Stored entries
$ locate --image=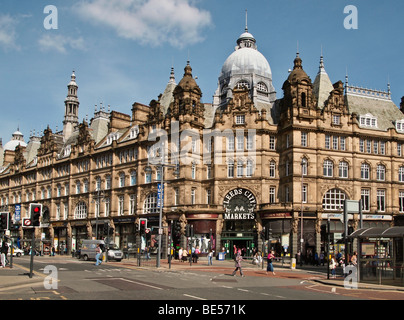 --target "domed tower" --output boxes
[168,61,205,125]
[63,71,80,141]
[213,19,276,121]
[280,53,316,121]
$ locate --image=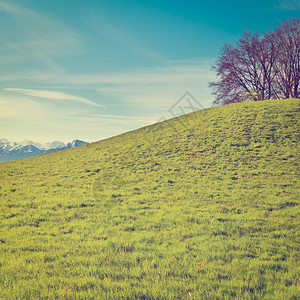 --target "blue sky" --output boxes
[0,0,300,143]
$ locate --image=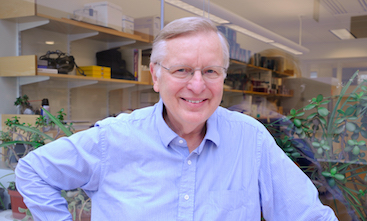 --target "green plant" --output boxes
[14,94,32,113]
[266,72,367,221]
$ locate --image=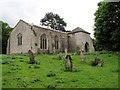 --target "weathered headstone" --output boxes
[65,48,67,56]
[92,57,104,67]
[65,55,72,71]
[28,50,36,64]
[53,47,56,54]
[80,49,85,62]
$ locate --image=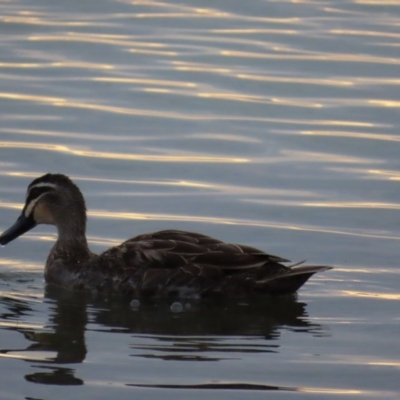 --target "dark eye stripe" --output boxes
[25,186,54,204]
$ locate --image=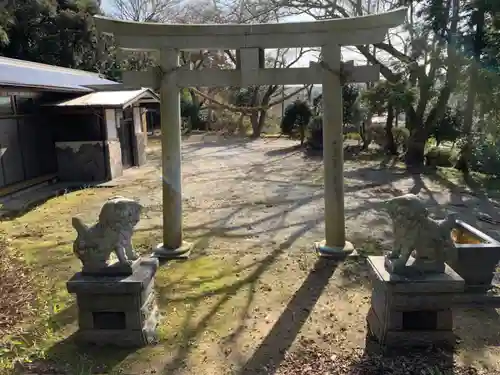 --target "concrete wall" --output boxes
[55,141,108,183]
[51,107,109,183]
[0,90,57,187]
[104,109,123,180]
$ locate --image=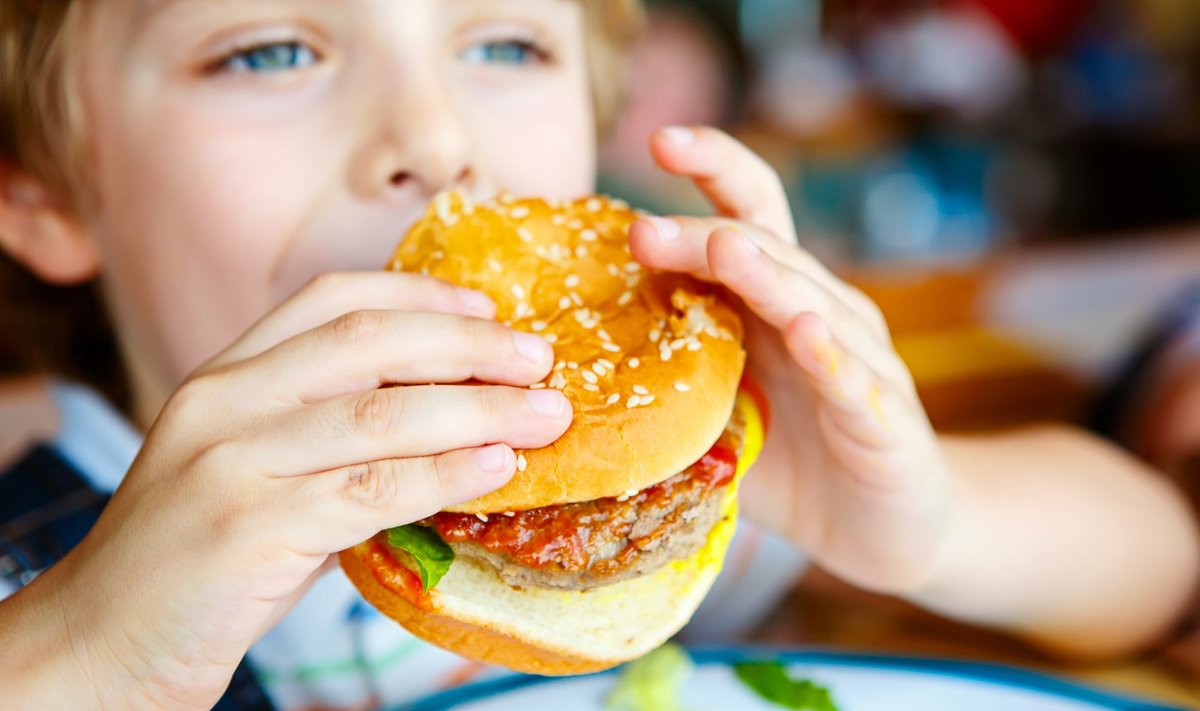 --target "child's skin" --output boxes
[0,0,1198,709]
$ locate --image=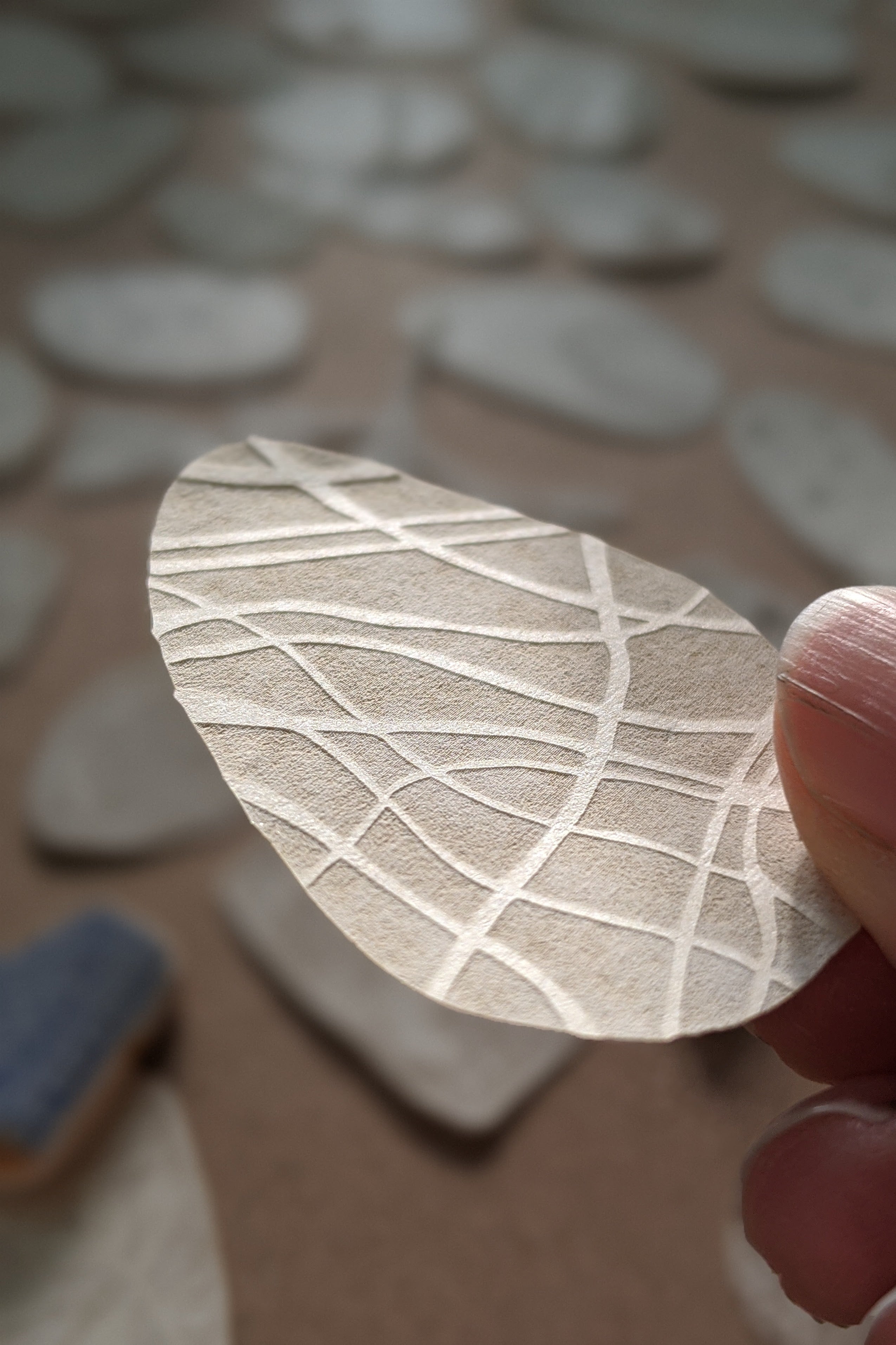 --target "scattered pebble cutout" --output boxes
[527,0,858,94]
[778,113,896,223]
[52,406,219,495]
[216,841,576,1134]
[728,390,896,584]
[149,438,856,1040]
[681,555,806,650]
[479,32,663,157]
[0,98,187,229]
[0,527,65,676]
[529,164,721,270]
[153,177,318,270]
[667,7,858,94]
[121,19,296,98]
[273,0,483,59]
[400,280,722,437]
[344,184,535,264]
[761,225,896,350]
[246,74,476,172]
[0,1080,230,1345]
[0,15,116,117]
[226,397,371,449]
[40,0,193,23]
[24,655,240,858]
[0,346,54,479]
[26,262,308,387]
[722,1221,869,1345]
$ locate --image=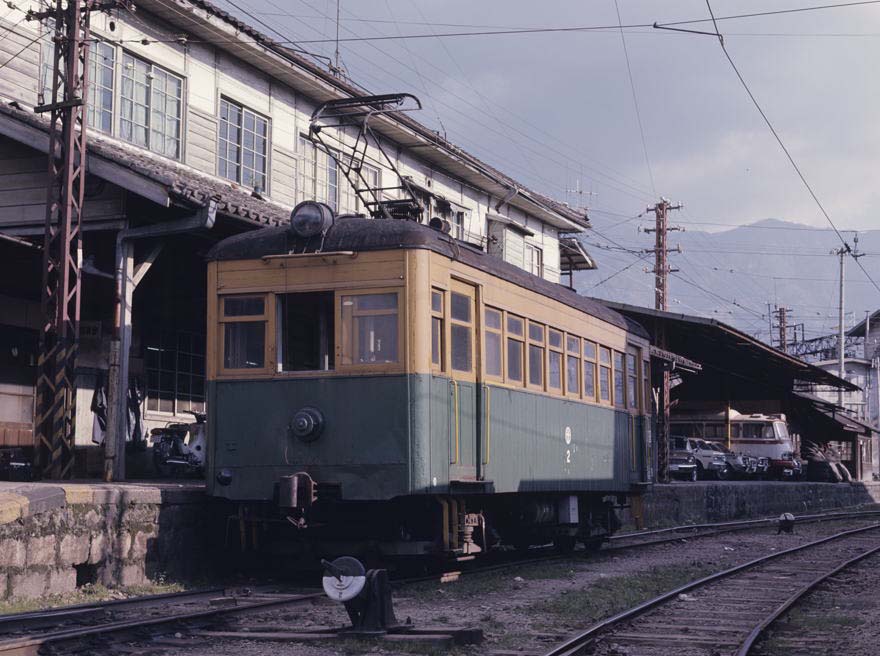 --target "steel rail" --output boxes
[0,592,325,656]
[736,546,880,656]
[544,524,880,656]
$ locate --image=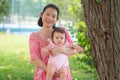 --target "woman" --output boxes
[29,4,80,80]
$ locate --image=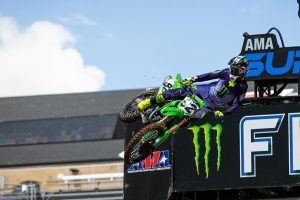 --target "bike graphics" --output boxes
[124,74,205,163]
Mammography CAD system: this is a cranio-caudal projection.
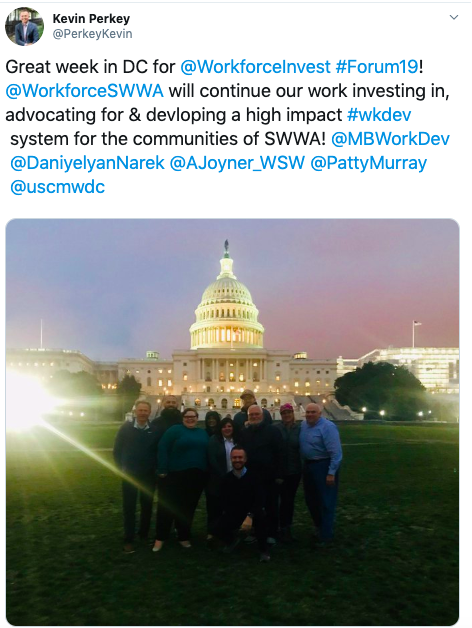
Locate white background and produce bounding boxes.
[0,2,471,625]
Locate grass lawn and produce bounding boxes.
[6,424,459,626]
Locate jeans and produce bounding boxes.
[303,459,339,541]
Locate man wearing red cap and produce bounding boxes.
[274,403,302,543]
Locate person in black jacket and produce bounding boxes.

• Do this:
Rewrite the data starting at the line containing "Locate grass lawn and produce bounding boxes." and ending at the end of the data, replacing "jeans" with "trousers" and changing nothing else.

• Expected answer:
Locate grass lawn and produce bounding boxes.
[6,424,459,626]
Locate trousers and produce bounding boxes.
[303,459,339,541]
Locate man wearing red cap and produce bounding boxes.
[274,403,302,543]
Locate person in black jacket and produce bounding boxes.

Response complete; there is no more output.